[Location identification items]
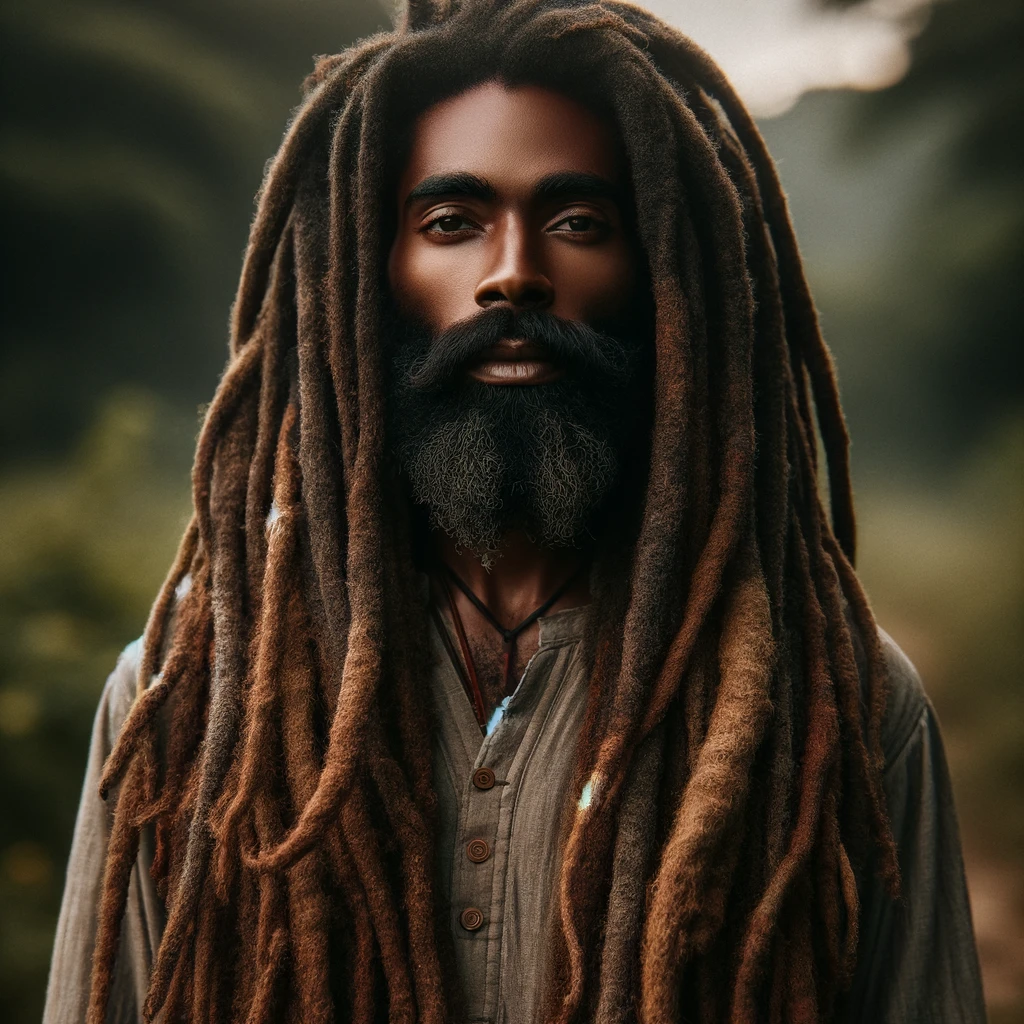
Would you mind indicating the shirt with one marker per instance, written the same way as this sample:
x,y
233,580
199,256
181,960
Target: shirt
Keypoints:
x,y
500,801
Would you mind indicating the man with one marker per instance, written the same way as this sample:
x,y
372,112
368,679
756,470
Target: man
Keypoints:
x,y
510,669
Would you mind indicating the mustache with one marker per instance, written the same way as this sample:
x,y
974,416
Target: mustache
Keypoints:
x,y
571,342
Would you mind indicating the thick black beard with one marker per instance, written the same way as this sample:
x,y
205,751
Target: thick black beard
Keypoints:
x,y
486,459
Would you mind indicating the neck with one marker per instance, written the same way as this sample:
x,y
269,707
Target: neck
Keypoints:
x,y
521,579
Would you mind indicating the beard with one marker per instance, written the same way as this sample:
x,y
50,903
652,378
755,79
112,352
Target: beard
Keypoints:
x,y
485,459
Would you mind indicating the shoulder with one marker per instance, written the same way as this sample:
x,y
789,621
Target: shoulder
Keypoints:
x,y
906,702
120,690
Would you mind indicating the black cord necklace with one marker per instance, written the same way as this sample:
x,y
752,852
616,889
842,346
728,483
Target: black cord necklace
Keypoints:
x,y
509,636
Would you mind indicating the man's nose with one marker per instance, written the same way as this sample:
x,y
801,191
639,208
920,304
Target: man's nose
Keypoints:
x,y
515,275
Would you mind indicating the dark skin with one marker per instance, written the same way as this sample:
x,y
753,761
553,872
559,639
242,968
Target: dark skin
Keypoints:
x,y
512,197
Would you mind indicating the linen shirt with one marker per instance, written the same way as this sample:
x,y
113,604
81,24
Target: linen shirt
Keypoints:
x,y
500,800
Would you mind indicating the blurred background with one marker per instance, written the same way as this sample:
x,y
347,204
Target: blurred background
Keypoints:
x,y
132,140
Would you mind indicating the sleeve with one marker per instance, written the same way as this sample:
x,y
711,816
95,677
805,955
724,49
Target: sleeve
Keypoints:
x,y
918,955
71,966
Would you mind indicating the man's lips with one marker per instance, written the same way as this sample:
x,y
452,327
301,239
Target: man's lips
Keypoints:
x,y
515,360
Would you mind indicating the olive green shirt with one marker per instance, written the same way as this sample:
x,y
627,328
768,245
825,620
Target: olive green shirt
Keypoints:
x,y
500,798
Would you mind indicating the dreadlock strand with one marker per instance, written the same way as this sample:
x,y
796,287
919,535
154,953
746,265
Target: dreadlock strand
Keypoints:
x,y
820,750
714,795
121,854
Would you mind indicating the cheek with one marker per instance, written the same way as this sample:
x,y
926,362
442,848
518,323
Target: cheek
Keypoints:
x,y
593,283
432,284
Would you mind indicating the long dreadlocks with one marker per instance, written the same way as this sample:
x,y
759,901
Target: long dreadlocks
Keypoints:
x,y
279,745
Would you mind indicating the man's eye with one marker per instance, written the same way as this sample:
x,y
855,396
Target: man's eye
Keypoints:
x,y
449,223
579,223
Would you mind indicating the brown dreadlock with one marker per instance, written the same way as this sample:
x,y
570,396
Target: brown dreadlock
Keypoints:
x,y
279,747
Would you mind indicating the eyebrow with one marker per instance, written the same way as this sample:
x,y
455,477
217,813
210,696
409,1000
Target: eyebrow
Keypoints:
x,y
452,183
582,184
561,184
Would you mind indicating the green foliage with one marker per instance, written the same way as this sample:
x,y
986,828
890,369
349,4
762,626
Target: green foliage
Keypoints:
x,y
84,545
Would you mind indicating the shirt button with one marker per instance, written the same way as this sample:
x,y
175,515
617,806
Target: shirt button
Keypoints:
x,y
477,850
471,919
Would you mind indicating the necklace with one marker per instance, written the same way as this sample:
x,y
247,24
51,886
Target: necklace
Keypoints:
x,y
509,636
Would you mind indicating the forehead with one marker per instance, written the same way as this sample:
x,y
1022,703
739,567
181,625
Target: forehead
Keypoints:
x,y
511,135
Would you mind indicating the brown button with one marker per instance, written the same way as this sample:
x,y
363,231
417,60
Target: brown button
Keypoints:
x,y
477,850
471,919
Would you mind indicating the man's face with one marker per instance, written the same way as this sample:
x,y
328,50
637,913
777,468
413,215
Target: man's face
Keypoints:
x,y
512,197
513,278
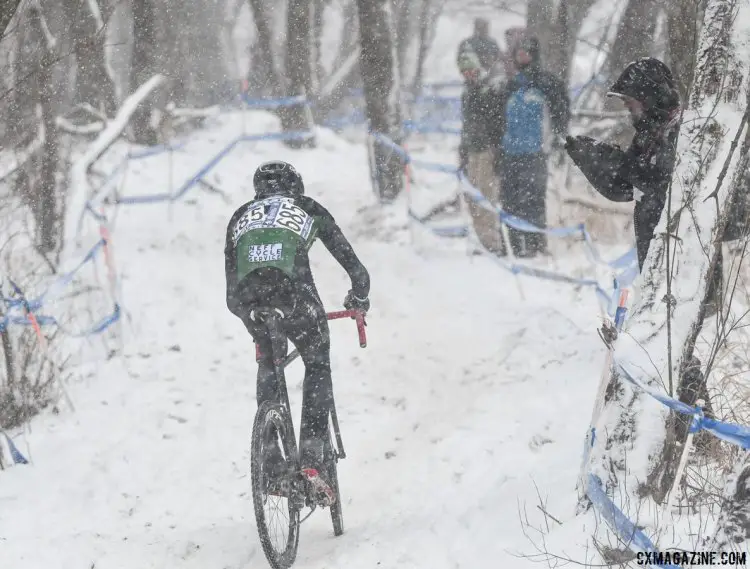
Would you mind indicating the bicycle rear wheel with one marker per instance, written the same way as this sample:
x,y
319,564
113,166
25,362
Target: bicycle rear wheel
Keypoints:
x,y
331,476
278,523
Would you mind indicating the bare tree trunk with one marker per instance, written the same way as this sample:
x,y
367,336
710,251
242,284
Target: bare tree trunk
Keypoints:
x,y
349,34
379,66
557,31
93,84
48,216
683,17
635,35
273,83
562,43
638,444
7,9
299,68
143,66
403,11
317,37
35,107
540,21
428,16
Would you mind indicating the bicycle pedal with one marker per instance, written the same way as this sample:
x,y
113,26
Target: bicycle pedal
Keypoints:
x,y
322,492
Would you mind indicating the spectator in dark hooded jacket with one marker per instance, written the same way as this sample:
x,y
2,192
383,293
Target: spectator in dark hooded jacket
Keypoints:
x,y
642,172
476,149
532,101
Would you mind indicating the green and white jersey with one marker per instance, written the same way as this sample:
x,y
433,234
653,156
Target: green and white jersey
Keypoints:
x,y
270,233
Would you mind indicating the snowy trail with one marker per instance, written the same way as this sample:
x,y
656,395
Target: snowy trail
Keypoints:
x,y
464,400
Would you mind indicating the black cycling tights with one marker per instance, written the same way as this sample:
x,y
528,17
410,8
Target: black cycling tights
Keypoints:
x,y
307,328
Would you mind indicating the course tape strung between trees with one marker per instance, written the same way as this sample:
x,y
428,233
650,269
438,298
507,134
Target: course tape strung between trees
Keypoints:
x,y
627,264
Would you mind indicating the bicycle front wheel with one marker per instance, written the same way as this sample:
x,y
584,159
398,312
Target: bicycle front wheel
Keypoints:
x,y
276,498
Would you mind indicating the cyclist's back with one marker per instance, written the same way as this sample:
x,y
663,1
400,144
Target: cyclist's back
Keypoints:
x,y
267,264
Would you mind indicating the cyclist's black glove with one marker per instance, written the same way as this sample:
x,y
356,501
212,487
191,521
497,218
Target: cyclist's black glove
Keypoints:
x,y
351,302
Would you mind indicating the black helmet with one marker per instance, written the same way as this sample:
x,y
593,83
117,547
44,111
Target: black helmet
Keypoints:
x,y
277,178
650,82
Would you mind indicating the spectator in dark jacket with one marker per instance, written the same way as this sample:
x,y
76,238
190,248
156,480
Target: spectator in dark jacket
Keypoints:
x,y
476,149
532,101
642,172
481,44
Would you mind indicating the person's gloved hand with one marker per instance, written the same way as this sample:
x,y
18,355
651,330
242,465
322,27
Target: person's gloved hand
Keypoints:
x,y
463,159
351,302
558,143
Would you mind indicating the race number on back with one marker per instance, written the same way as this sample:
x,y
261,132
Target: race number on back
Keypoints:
x,y
274,213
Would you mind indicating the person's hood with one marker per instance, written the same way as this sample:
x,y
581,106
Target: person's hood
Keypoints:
x,y
649,81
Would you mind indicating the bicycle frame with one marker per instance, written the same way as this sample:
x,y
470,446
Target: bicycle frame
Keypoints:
x,y
277,343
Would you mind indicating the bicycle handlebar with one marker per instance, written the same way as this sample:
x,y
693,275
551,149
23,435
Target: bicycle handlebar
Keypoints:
x,y
356,315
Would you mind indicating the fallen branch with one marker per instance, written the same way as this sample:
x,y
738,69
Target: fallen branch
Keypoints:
x,y
80,188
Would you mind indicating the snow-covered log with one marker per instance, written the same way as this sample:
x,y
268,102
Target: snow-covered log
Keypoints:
x,y
637,442
733,527
80,190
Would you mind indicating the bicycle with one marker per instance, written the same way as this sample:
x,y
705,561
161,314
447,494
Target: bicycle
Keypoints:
x,y
292,485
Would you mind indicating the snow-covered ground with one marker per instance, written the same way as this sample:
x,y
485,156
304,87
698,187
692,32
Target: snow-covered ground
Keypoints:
x,y
467,401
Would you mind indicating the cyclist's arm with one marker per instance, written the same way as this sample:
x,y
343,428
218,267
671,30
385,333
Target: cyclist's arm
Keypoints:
x,y
338,245
230,269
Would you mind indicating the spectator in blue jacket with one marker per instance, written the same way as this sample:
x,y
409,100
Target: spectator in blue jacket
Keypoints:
x,y
532,102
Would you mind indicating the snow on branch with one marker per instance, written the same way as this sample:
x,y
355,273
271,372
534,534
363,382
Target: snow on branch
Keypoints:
x,y
638,442
80,190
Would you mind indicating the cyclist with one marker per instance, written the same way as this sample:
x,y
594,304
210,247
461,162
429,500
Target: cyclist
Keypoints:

● **Short exercise**
Send back exactly the lines from the line with "Would you mind indicating the spectator in blue" through the end of the records.

● **Full answer**
Would you mind indicating the spectator in blue jacket with one marker per instance, written the same way as this sample:
x,y
409,100
Target: spectator in blue jacket
Keypoints:
x,y
532,102
Would you mind indicating the snow on branch with one marker per instance, written the same way as this sample:
x,y
355,273
271,372
534,534
363,382
Target: snow on branch
Keypoints:
x,y
638,442
80,190
Would you mind indicating the cyclist with one marker per instance, written the same way as this sample:
x,y
594,304
210,247
461,162
429,500
Target: cyclist
Keypoints:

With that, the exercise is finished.